## Dataset content
^^^^^^^^^^^^^^^^

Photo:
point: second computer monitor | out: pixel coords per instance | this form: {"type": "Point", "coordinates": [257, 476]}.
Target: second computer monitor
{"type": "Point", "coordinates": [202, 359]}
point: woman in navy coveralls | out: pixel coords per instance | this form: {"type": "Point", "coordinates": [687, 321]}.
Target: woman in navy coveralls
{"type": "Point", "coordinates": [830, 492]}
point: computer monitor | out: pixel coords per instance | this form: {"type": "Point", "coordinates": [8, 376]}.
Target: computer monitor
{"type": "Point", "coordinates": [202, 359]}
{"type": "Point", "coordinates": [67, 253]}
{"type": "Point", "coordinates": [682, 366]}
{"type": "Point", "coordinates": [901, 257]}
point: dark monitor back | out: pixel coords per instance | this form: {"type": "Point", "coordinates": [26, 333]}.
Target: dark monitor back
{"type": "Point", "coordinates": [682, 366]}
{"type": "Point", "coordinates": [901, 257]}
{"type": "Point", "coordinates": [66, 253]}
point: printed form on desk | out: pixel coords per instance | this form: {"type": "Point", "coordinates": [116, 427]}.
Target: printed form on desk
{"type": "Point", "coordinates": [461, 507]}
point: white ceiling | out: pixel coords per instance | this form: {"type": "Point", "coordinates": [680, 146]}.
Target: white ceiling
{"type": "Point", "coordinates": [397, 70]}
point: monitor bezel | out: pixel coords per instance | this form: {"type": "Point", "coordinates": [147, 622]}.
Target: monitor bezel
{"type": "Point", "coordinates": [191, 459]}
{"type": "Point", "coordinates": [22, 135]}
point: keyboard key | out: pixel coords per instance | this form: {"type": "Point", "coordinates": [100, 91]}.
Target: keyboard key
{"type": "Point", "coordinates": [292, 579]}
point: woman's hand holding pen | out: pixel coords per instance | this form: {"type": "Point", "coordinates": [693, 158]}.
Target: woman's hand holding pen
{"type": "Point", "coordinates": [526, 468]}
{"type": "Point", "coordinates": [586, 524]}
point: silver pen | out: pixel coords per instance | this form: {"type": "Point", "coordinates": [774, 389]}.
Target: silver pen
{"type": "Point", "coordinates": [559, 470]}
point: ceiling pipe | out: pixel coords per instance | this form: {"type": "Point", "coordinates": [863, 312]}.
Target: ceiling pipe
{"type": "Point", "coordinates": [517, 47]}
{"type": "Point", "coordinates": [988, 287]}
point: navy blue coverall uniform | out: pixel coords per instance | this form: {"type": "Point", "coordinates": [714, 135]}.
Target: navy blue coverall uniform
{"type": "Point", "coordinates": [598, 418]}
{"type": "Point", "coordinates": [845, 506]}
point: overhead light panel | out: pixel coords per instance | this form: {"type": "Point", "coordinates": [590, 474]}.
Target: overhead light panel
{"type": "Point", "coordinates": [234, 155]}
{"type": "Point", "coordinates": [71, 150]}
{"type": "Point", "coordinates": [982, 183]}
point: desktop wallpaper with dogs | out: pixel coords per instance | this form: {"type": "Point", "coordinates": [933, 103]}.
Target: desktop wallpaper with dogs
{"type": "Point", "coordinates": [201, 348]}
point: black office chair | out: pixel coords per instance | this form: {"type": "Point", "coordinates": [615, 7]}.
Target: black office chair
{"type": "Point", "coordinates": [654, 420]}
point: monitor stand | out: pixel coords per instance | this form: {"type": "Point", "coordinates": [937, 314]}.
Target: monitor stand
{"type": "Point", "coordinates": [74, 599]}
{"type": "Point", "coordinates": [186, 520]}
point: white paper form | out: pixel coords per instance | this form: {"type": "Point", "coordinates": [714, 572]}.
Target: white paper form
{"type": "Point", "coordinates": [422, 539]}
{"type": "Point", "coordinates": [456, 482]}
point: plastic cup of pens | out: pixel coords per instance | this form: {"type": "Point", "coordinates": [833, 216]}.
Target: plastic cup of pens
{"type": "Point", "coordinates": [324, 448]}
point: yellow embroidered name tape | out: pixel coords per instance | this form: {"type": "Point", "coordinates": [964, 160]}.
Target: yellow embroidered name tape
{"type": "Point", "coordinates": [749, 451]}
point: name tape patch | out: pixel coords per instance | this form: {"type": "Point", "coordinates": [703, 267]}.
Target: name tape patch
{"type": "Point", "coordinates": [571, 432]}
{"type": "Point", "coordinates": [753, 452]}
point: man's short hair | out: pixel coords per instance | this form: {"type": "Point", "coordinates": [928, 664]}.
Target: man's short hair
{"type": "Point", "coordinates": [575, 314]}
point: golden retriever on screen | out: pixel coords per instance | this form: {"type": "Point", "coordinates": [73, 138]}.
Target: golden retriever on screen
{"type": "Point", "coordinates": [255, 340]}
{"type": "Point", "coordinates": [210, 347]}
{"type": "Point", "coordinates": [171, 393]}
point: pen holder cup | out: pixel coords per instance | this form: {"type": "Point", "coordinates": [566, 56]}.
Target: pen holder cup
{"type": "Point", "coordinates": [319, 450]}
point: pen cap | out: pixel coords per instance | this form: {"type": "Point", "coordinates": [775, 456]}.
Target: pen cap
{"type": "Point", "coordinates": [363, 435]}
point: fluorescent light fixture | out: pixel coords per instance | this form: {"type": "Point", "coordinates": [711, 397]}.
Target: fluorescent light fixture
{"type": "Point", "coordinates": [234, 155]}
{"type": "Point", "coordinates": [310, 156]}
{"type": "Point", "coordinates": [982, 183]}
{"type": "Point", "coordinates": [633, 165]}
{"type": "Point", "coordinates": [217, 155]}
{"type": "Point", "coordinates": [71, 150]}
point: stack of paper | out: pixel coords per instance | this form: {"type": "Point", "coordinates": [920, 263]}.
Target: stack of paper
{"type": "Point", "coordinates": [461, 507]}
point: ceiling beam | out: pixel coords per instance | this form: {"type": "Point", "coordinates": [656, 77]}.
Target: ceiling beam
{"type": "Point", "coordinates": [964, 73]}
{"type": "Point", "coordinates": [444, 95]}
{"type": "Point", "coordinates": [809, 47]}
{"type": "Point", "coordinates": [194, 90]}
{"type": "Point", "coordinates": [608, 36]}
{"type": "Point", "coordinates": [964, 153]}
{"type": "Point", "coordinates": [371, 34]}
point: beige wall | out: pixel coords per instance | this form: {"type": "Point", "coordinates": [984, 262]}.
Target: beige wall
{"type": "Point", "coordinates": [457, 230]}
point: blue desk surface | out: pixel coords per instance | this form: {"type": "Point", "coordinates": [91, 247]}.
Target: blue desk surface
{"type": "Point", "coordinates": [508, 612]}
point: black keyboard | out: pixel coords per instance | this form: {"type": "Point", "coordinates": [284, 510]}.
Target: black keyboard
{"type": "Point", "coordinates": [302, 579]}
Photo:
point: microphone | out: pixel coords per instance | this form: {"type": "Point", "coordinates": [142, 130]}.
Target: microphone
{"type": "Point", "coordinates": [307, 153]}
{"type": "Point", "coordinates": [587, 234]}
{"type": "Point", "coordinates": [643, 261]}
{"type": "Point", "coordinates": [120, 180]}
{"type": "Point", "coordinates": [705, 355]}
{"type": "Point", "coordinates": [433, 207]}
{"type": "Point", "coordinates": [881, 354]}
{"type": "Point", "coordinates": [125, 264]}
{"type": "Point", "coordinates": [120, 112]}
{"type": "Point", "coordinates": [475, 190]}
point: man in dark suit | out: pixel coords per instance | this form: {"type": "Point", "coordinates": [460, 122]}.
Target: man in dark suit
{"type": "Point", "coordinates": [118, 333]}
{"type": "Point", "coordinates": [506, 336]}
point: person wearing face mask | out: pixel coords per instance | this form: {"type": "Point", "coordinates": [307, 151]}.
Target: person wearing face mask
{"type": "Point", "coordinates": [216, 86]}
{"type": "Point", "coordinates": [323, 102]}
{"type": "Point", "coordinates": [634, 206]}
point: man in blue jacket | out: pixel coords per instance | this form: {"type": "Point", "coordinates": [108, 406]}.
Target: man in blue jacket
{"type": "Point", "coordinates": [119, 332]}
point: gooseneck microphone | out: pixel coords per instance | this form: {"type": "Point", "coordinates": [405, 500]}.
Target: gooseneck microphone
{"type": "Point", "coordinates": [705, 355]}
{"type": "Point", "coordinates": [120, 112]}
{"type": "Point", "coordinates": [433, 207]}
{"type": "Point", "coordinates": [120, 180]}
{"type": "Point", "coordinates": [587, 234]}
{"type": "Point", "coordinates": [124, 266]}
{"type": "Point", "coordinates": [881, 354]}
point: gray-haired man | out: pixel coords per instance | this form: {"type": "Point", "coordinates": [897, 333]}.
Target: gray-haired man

^^^^^^^^^^^^^^^^

## Assignment
Copy every line from the data that includes the string "haired".

## Solved exercise
point: gray-haired man | out: pixel coords per instance | this form: {"type": "Point", "coordinates": [897, 333]}.
Target: gray-haired man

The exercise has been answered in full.